- **Texto do documento**:
■ ■ ■ ■

A capitalidade é ainda um elemento com grande influência na capacidade de acção à escala metropolitana, em termos de governança. Geralmente, está associada a: 



Uma maior interferência do Estado central, devido ao peso político “ameaçador” e ao elevado peso destas cidades no desenvolvimento global do país (veja-se o adiamento das soluções a adoptar para Madrid e Paris face às segundas cidades dos respectivos países); Maior complexidade do universo de actores que intervêm na gestão metropolitana (não só em maior número mas também pela concentração de actores estatais e privados com grande poder de intervenção).

Neste sentido, os efeitos da capitalidade na construção de um bom modelo de governança verificam-se ao nível das dificuldades de aceitação de uma liderança política forte, da capacidade de articular o papel da cidade como motor da região com a solidariedade no modelo territorial metropolitano e do respeito pelos processos bottom-up pré-existentes.

■ ■ ■ ■

- **Instrução dada 1**:
No texto sobre a capitalidade, que cidades são apontadas a propósito de "o adiamento das soluções a adoptar"?
As linhas seguintes não têm qualquer relação com o texto sobre a capitalidade.

(Registos do conjunto de dados de anotação por pontos)
■ ■ ■ ■

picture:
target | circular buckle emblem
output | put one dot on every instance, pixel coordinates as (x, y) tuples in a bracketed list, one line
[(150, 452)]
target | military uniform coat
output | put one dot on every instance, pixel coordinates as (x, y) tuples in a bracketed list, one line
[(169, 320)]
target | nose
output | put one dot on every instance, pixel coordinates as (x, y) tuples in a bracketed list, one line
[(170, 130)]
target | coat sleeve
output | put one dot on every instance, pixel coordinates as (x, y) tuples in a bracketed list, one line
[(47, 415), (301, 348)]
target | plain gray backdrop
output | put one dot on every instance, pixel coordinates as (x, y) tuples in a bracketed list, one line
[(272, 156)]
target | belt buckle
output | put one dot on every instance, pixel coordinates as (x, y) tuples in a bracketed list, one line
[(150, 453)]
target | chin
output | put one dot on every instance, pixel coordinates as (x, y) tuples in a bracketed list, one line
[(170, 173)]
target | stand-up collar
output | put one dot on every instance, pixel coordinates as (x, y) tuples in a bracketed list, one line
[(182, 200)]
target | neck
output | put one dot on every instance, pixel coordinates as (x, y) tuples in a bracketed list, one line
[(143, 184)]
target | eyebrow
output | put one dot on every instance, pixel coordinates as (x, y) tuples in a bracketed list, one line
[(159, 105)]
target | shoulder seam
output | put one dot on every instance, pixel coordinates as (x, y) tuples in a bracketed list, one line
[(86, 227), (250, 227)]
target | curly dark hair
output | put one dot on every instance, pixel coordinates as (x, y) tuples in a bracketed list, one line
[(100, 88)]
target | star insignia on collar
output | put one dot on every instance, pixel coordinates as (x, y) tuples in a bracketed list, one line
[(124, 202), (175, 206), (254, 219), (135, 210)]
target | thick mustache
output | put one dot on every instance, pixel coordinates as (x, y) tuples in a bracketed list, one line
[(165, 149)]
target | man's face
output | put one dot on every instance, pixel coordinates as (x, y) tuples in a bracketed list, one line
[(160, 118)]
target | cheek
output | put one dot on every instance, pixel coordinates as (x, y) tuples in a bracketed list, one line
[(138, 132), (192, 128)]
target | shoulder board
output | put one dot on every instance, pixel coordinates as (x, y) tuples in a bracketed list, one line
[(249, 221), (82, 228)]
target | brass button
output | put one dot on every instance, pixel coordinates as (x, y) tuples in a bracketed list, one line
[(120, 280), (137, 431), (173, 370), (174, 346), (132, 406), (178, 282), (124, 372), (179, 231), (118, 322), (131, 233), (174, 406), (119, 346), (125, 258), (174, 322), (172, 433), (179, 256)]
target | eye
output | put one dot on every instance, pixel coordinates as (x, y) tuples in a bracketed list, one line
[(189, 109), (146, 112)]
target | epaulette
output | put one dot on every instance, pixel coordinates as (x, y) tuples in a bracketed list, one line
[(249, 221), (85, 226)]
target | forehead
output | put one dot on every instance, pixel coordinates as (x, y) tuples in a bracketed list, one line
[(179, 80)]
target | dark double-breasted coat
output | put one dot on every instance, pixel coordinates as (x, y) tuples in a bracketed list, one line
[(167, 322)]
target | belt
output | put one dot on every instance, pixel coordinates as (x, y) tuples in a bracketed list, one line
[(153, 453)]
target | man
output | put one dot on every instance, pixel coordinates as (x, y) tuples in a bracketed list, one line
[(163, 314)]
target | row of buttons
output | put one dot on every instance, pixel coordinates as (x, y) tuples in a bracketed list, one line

■ ■ ■ ■

- **Instrução dada 2**:
Reúna todas as linhas que contêm a palavra "shoulder".

- **Resultado do exercício 1**:
Madrid e Paris.

- **Resultado do exercício 2**:
target | shoulder seam
target | shoulder board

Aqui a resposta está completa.